■ **Material**:

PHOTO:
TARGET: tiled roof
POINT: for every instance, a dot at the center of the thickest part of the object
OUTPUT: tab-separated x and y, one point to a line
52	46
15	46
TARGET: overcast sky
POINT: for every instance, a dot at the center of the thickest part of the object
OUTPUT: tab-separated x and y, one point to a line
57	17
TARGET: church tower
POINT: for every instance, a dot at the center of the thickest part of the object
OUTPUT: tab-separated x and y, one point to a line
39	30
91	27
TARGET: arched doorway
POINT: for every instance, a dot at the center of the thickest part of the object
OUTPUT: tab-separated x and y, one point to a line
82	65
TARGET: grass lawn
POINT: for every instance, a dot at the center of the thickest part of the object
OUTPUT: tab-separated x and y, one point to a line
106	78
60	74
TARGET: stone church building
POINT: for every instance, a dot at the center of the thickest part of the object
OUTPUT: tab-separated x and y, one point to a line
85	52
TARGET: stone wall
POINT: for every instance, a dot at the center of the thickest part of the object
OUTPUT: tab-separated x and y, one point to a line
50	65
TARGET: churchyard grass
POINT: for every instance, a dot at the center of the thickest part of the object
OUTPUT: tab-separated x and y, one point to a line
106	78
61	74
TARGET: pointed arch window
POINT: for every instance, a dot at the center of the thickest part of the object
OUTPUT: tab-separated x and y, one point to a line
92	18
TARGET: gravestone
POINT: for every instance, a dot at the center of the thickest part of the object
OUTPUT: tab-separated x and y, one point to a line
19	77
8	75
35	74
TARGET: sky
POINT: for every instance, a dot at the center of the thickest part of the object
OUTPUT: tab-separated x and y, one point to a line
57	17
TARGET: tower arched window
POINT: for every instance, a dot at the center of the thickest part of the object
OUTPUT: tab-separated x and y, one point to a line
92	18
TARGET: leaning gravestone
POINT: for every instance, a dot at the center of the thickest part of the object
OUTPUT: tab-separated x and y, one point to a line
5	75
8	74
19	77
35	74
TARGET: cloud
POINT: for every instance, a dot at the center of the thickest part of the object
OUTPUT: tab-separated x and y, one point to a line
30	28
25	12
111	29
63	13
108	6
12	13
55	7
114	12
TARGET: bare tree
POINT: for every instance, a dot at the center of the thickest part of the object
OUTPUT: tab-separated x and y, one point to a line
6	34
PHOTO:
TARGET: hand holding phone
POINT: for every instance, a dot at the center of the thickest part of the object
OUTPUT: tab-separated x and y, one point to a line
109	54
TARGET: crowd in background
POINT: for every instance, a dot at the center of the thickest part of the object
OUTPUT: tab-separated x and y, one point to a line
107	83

■ **Goal of the exercise**:
Return the material exactly as it stands.

■ **The answer**:
PHOTO:
TARGET: tiled roof
POINT: for every instance, a dot at the center of the thickest part of the object
OUTPUT: tab-separated x and y, one point to a line
52	46
15	46
TARGET: overcast sky
POINT: for every instance, a dot at the center of the thickest part of the object
OUTPUT: tab-separated x and y, one point to a line
57	17
TARGET: church tower
POINT: for every instance, a dot at the center of the thickest part of the object
OUTPUT: tab-separated x and y, one point to a line
39	30
91	27
TARGET: arched doorway
POINT: for every instance, a dot at the center of the thickest part of the object
OUTPUT: tab-separated x and y, one point to a line
82	65
TARGET: grass lawn
POINT: for every instance, a dot at the center of the thickest part of the object
OUTPUT: tab-separated x and y, one point to a line
106	78
60	74
TARGET: stone church building
POINT: for every instance, a dot at the center of the thickest part of the object
OUTPUT: tab-separated x and y, one point to a line
85	52
TARGET: stone wall
POINT: for every instance, a dot at the center of the thickest part of the object
OUTPUT: tab-separated x and y, one point to a line
50	65
TARGET: churchyard grass
POINT: for every instance, a dot at the center of the thickest part of the object
OUTPUT: tab-separated x and y, one point to a line
106	78
61	74
TARGET: pointed arch window
POINT: for every instance, a dot at the center of the thickest part of the object
OUTPUT: tab-separated x and y, one point to a line
92	18
TARGET: gravestone
POINT: for every instance, a dot at the center of the thickest part of the object
OUTPUT: tab-separated x and y, one point to a line
19	77
8	75
35	74
TARGET: sky
POINT: for every instance, a dot at the center of the thickest part of the object
OUTPUT: tab-separated x and y, one point to a line
57	17
TARGET: tower arched window
POINT: for every instance, a dot at the center of the thickest part of the object
OUTPUT: tab-separated x and y, one point to a line
92	18
TARGET: leaning gravestone
POINT: for every instance, a dot at the center of the thickest part of the object
OUTPUT: tab-separated x and y, one point to a line
5	75
8	74
19	77
35	74
TARGET: cloud
POINT: for every instance, a dot at the center of the thickest part of the object
OUTPUT: tab-separated x and y, one point to a line
30	28
25	12
111	29
63	13
108	6
12	13
55	7
114	12
TARGET: bare tree
POINT: for every instance, a dot at the center of the thickest part of the object
OUTPUT: tab-separated x and y, one point to a line
6	34
PHOTO:
TARGET: hand holding phone
POINT: for every instance, a dot at the center of the thickest part of the object
OUTPUT: tab-separated x and y, one point to a line
109	54
TARGET: crowd in background
POINT: for every instance, a dot at the center of the thickest part of the object
OUTPUT: tab-separated x and y, one point to a line
107	83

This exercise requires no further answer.